Saved entries
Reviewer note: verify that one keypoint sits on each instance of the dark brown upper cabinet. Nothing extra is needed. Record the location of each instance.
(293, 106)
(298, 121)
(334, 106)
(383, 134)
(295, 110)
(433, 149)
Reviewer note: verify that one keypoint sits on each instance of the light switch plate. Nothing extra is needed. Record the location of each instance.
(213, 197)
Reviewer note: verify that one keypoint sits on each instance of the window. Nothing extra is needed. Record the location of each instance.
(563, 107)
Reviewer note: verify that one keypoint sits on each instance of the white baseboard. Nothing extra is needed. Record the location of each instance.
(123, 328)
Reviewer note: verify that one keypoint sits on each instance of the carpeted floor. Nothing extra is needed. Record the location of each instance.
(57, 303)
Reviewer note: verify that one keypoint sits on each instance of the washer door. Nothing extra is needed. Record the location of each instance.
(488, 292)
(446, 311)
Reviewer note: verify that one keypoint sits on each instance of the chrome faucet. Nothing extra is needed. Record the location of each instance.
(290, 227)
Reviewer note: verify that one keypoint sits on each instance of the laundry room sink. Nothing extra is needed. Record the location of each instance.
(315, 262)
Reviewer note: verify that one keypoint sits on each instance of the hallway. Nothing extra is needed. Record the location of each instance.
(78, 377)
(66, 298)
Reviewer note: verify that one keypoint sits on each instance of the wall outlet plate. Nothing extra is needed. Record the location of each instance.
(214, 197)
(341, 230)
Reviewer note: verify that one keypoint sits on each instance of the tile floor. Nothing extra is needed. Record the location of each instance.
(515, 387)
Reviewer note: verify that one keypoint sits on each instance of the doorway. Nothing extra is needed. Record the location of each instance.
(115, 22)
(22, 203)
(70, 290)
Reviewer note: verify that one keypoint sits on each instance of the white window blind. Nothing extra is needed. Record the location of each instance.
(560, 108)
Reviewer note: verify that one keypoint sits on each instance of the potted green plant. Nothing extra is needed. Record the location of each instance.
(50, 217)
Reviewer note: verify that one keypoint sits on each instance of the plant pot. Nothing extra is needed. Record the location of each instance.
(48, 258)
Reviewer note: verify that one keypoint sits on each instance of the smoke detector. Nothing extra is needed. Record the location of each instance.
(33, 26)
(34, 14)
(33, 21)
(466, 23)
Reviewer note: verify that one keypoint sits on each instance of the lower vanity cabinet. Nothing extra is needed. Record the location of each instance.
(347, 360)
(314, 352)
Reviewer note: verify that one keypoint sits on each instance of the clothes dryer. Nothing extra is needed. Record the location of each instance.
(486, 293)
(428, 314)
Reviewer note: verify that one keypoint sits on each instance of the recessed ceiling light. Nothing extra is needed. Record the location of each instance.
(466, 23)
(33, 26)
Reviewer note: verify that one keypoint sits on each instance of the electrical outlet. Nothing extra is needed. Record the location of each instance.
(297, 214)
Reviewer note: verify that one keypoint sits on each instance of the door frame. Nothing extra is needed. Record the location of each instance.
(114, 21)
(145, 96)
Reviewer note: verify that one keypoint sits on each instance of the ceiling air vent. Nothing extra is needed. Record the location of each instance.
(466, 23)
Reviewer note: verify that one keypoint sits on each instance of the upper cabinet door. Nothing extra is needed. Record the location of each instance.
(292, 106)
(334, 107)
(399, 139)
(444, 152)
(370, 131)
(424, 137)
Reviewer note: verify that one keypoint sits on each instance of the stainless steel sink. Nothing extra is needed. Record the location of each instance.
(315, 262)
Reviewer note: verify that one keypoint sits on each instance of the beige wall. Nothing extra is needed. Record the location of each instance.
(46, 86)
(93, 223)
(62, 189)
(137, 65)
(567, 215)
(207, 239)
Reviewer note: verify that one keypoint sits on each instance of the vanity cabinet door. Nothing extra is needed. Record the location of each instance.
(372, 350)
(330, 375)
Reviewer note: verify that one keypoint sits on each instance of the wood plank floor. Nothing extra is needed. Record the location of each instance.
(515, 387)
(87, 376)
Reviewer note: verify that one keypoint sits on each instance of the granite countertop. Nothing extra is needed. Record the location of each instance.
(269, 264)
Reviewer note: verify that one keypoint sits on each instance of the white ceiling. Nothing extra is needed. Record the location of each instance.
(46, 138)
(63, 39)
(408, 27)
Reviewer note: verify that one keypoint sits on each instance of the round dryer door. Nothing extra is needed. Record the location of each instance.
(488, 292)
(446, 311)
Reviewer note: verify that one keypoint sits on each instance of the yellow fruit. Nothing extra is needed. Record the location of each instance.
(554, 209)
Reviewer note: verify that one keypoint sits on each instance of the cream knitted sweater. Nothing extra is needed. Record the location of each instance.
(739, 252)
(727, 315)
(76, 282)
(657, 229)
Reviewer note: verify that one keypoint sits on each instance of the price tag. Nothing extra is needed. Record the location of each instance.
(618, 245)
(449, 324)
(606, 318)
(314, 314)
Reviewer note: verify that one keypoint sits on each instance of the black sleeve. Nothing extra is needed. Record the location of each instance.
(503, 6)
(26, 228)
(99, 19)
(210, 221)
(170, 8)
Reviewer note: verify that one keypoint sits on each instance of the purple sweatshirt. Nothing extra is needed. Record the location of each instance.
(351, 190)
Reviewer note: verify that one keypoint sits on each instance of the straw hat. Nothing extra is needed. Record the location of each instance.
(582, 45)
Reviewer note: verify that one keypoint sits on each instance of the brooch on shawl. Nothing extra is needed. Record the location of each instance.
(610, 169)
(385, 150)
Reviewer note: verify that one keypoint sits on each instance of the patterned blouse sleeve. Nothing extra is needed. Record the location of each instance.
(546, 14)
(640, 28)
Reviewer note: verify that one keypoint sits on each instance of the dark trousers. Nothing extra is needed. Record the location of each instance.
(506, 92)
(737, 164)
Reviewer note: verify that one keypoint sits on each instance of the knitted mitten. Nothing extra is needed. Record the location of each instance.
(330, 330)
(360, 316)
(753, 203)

**EXERCISE:**
Repeat each entry word for word.

**SOLUTION:**
Reviewer note: verify that one keypoint sits on each instance of the dark brown upper cabinet. Nothing extra is needed. Record the location of each instance.
(293, 106)
(298, 121)
(334, 106)
(383, 134)
(295, 110)
(433, 149)
Reviewer note: verify that one keypoint sits on each instance of the light switch plate. Nothing extra is needed. Record the location of each instance.
(213, 197)
Reviewer note: verify that one keypoint sits on each instance of the window. Nothing extra is needed. Record the location of each instance.
(563, 107)
Reviewer note: verify that one keypoint sits on each instance of the white baseboard. Nothing extra is needed. Record the location of each instance.
(123, 328)
Reviewer note: verify that one keypoint sits on each instance of the carpeted floor. Nothing extra is needed. Record the location of each instance.
(57, 303)
Reviewer note: verify that one keypoint sits on each instance of the washer door. Nothing extra is needed. Record the location of each instance.
(488, 292)
(446, 311)
Reviewer note: verify that one keypoint sits on each instance of the chrome faucet. Nothing extra is needed. Record the location of each instance.
(290, 227)
Reviewer note: verify that one keypoint sits on each instance of the laundry room sink. Nothing extra is needed. Record the location of each instance.
(315, 262)
Reviewer note: verify that one keypoint sits on each instance of the hallway. Nothing extra is needed. Record the location of each instance.
(78, 377)
(66, 298)
Reviewer note: verify that one keypoint sits on each instance of the wall outlet plate. Nothing extra is needed. Record the location of each instance.
(214, 197)
(341, 230)
Reviewer note: verify that one keypoint sits on each instance of the tile floor. Nothing extra is needed. Record the location of each instance.
(515, 387)
Reviewer note: verify that one keypoint sits on each instance of the doorway. Nothing extra is needed. Record the location of each instance.
(115, 22)
(22, 203)
(70, 290)
Reviewer note: verify that one keypoint sits on each instance of the white window blind. Nothing extra is needed. Record the location of each instance.
(560, 108)
Reviewer note: verify that one keypoint sits on each instance of the potted green plant. Nothing extra is needed. Record the location of each instance.
(50, 217)
Reviewer note: verify that one keypoint sits on each instance of the plant pot. Nothing extra is needed. Record the location of each instance.
(48, 258)
Reviewer note: verify that one keypoint sits on each instance of the smoke detector. Nothing extra is needed. Record the location of each instance.
(33, 26)
(34, 14)
(33, 21)
(466, 23)
Reviewer note: verify that one keypoint sits on each instance of the lower vanity cabinet. Nothing extra is needed. Record the location of each instance.
(347, 360)
(314, 352)
Reviewer note: verify that one keypoint sits on each instance of the clothes dryer. Nothing extra is needed. Record the location of each instance.
(486, 293)
(428, 314)
Reviewer note: verify that one keypoint sits on each instance of the recessed ceiling light. Nothing extra is needed. Record the location of each instance.
(466, 23)
(33, 26)
Reviewer note: verify that one keypoint sits on each instance of the electrical outlet. Nothing extra is needed. Record the location of each instance.
(297, 214)
Reviewer note: verify that one keypoint sits on each instance of the door frame. Nothing extra is needed. Record the location of each instance.
(114, 21)
(145, 96)
Reviewer note: verify that one keypoint sits on each instance of the ceiling air vent. Nothing extra is needed. Record the location of each instance.
(466, 23)
Reviewer note: verify that one keypoint sits on each instance of the upper cabinet door. Nothing extra is needed. Record the location of each instance.
(292, 106)
(334, 107)
(399, 139)
(444, 152)
(370, 131)
(424, 137)
Reviewer note: verify that one keypoint sits on each instance of the stainless steel sink. Nothing extra is needed. Record the location of each instance.
(315, 262)
Reviewer note: verify that one keypoint sits on each instance of the beige wall. Nothing extra is needed. Record the location of each instance.
(46, 86)
(93, 223)
(62, 189)
(137, 65)
(567, 215)
(207, 239)
Reviewer note: verify that one keypoint sits on each instance of the vanity cabinet door. Nothing extra is needed. Record the location of each instance.
(372, 350)
(330, 375)
Reviewer note: verify that one keypoint sits on each instance of the wood plank floor. Nothing extra is needed. Record the location of each instance.
(515, 387)
(87, 376)
Reviewer note: verify that one keypoint sits on each instance of the granite countertop. Nothing extra is needed. Record the location of each instance.
(269, 264)
Reviewer note: verify that one keypoint sits on each instance of the white ceiling. Nothing extra is needed. Record the location of each instance.
(46, 138)
(63, 39)
(408, 27)
Reviewer note: verify that one keypoint sits on each instance of the round dryer door. Nothing extra is needed. Record the location of each instance.
(488, 292)
(446, 311)
Reviewer note: verify that one keypoint sits on each instance of the yellow fruit. Nothing extra is needed. Record the location of each instance.
(554, 209)
Reviewer note: verify that one keypoint sits on each instance of the cream knitted sweater. Nothing extra is needed. Record the location of each instance.
(739, 252)
(727, 315)
(76, 282)
(657, 229)
Reviewer note: verify that one keypoint sits on each instance of the price tag. Nothing extra is needed. Record the location of each instance.
(618, 245)
(449, 324)
(606, 318)
(314, 314)
Reviewer note: verify that one keypoint sits on each instance of the black sleeve. Nothing extra is needed. Record the location of each instance.
(503, 6)
(26, 228)
(99, 19)
(210, 221)
(170, 8)
Reviewer note: verify that one keypoint sits on each instance of the purple sweatshirt. Nothing extra is needed. Record the location of each instance.
(351, 190)
Reviewer note: verify that one keypoint sits on each instance of the straw hat. Nothing extra is needed. Record the location of each instance.
(582, 45)
Reviewer note: verify that one keypoint sits on each instance of the brooch on shawl. Nothing extra is needed. Record the location of each instance.
(610, 169)
(385, 150)
Reviewer note: verify that one keypoint sits on each instance of the patterned blouse sleeve. Nothing extra is needed. Record the location of each instance.
(546, 14)
(640, 28)
Reviewer note: verify that one keypoint sits on each instance of the dark trousers. Nothing extra is needed. Record the location of each instance.
(506, 92)
(737, 164)
Reviewer note: verify that one keypoint sits on each instance of the knitted mitten. Nothing extra is needed. Record the location of each instance.
(330, 330)
(360, 316)
(753, 203)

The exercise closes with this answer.